Supplied text Block Start

Housing Agency Cited for Safety Breaches
Air-quality investigators have issued a violation notice to the Los Angeles Housing Authority for improperly handling and removing asbestos-laden tiles from city-owned apartments for the poor, officials announced Wednesday.
South Coast Air Quality Management District officials also said they have expanded their probe to determine whether similar violations have occurred at nine of the city’s other housing projects.
The actions came after the AQMD’s lab tests found potentially dangerous amounts of the cancer-causing mineral in tiles and tile glue removed from an apartment at William Mead Homes in Boyle Heights.
The AQMD charged the city agency with nine violations of state and federal health codes, alleging that tile removal workers were not provided protective gear, including respirators; surveys were not conducted before the tile removal work to determine whether asbestos was present; and work areas were not secured with containment equipment to protect residents of the housing projects.
“AQMD’s asbestos regulation is designed to protect communities from asbestos contamination,” said Barry Wallerstein, the air district’s executive director. “Not following proper guidelines for asbestos removal may put the public at risk.”
Violations can carry fines of $100,000 or more, officials said.
The Housing Authority is taking steps to address the problems identified in the violation notice, including the use of properly equipped and trained private contractors rather than city workers to remove tiles in buildings where asbestos is suspected, said Eric Johnson, acting housing services manager for the agency. “We wanted to first protect the families and the workers,” he said.
The Housing Authority has launched its own investigation with a private environmental specialist that will include a survey of older apartments to determine which have asbestos that require special handling.

Supplied text Block End
Dataset Block Start

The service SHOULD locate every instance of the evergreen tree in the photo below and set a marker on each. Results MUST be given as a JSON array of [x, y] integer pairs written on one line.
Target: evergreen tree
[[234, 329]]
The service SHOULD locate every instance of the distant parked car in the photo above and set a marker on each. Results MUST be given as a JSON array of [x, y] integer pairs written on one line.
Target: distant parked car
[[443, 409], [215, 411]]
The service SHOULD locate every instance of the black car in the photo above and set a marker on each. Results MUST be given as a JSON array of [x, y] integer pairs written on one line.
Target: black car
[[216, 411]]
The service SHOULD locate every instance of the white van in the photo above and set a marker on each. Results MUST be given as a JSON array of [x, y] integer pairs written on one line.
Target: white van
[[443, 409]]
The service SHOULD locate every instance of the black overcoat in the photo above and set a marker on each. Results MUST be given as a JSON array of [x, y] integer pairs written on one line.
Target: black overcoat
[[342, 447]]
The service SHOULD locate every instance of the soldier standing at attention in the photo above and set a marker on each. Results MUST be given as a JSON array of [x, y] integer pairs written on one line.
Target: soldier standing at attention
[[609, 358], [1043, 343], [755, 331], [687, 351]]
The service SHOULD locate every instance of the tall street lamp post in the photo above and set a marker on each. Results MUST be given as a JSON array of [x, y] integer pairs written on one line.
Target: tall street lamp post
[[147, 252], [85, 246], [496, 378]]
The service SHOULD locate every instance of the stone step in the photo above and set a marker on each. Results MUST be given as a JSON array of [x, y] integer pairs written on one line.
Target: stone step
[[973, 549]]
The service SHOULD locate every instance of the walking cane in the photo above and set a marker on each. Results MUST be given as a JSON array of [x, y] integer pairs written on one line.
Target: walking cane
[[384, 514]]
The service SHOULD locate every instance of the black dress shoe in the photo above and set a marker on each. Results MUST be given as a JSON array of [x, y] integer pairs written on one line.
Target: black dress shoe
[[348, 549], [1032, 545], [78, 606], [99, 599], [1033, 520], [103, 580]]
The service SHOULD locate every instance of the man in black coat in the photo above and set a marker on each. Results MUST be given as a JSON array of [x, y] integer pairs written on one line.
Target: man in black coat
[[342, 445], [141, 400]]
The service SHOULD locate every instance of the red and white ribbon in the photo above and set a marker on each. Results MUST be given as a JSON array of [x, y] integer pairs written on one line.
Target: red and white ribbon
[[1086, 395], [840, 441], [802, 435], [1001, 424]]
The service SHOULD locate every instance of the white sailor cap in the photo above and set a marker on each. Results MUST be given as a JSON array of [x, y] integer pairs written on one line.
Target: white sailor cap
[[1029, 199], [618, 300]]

Dataset Block End

§ **Activities**:
**A.** In the article on the Housing Authority asbestos violations, how many violations of state and federal health codes did the AQMD charge the city agency with?
**B.** Reproduce the part of the Housing Authority asbestos article that opens with the words containing "Housing Agency Cited" and closes with "other housing projects.".
**C.** Carry on the article about the Los Angeles Housing Authority's asbestos violations from the point where it stops.

§ **Answers by item**:
**A.** Nine violations.

**B.**
Housing Agency Cited for Safety Breaches
Air-quality investigators have issued a violation notice to the Los Angeles Housing Authority for improperly handling and removing asbestos-laden tiles from city-owned apartments for the poor, officials announced Wednesday.
South Coast Air Quality Management District officials also said they have expanded their probe to determine whether similar violations have occurred at nine of the city’s other housing projects.

**C.**
The Times reported last month that Housing Authority employees had been complaining for five years to their supervisors that they were removing asbestos-laden tiles without protective gear and doing it while tenants were still in the units. AQMD officials detailed the investigation in a briefing Wednesday before the City Council’s Environmental Quality Committee, describing the initial violation on July 7 involving work at the William Mead housing project.
Housing Authority officials, who in May halted the practice of having unprotected city workers remove tiles, told the committee that the tile workers have been sent for health exams, but that the results are confidential. Tile worker Louis Torres said the test, paid by the Housing Authority, consisted of a chest X-ray. Torres said his did not find any evidence of asbestos-related health problems, but said he has been told by state health officials to get a more detailed physical exam.
Under state law, the disturbance of any material that has 1% or more asbestos triggers requirements that the material be wetted down before removal, that workers wear protective gear that includes respirators, the site be tented to contain airborne fibers and the material be disposed of in leakproof containers.
Housing Authority workers followed none of those procedures at the William Mead site.